(Records to process begins)

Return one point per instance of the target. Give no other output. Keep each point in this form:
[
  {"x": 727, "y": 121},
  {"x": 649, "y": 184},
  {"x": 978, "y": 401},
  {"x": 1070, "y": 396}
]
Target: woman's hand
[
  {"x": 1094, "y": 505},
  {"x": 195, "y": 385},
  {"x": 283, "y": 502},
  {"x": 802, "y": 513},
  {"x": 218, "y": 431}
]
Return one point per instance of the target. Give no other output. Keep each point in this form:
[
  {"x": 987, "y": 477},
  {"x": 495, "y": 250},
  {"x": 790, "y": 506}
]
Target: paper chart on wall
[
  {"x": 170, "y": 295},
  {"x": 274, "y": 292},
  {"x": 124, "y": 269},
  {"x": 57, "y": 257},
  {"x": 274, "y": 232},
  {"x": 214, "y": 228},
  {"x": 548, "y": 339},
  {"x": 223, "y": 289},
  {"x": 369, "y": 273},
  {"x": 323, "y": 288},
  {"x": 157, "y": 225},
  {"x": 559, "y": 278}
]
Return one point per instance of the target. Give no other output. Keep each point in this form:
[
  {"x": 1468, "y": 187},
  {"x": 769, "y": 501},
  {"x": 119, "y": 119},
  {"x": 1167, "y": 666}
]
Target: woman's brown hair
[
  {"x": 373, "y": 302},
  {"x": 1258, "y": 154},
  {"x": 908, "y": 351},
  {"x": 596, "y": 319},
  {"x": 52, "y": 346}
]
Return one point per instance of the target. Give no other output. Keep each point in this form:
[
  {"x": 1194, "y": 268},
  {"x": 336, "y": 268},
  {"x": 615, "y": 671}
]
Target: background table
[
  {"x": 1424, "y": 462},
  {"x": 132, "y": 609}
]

(Records to process ends)

▸ **Exercise prompt**: Take the records and restate them word for word.

▸ **Response area**:
Return one point per instance of the target. Give no other output. Keep each point in this form:
[
  {"x": 727, "y": 121},
  {"x": 649, "y": 184},
  {"x": 978, "y": 401},
  {"x": 1070, "y": 396}
]
Target: woman's hand
[
  {"x": 1094, "y": 505},
  {"x": 195, "y": 385},
  {"x": 283, "y": 502},
  {"x": 802, "y": 513},
  {"x": 218, "y": 431}
]
Return one point per instance of the target. Give no other output. Keep each point in this form:
[
  {"x": 987, "y": 477},
  {"x": 495, "y": 250},
  {"x": 790, "y": 506}
]
Target: paper chart on wall
[
  {"x": 170, "y": 295},
  {"x": 274, "y": 292},
  {"x": 124, "y": 269},
  {"x": 57, "y": 257},
  {"x": 274, "y": 232},
  {"x": 214, "y": 228},
  {"x": 548, "y": 339},
  {"x": 223, "y": 289},
  {"x": 369, "y": 273},
  {"x": 323, "y": 288},
  {"x": 157, "y": 225},
  {"x": 559, "y": 278}
]
Return one point per instance of the target. Give no other output. Keep each point in this form:
[
  {"x": 1468, "y": 187},
  {"x": 769, "y": 501},
  {"x": 119, "y": 119},
  {"x": 1167, "y": 666}
]
Target: woman's brown hair
[
  {"x": 373, "y": 302},
  {"x": 1258, "y": 154},
  {"x": 908, "y": 351},
  {"x": 596, "y": 319},
  {"x": 52, "y": 346}
]
Return one point per instance of the target. Give no other output. Keep each point in this form:
[
  {"x": 1194, "y": 268},
  {"x": 336, "y": 268},
  {"x": 615, "y": 671}
]
Target: background table
[
  {"x": 1424, "y": 462},
  {"x": 132, "y": 609}
]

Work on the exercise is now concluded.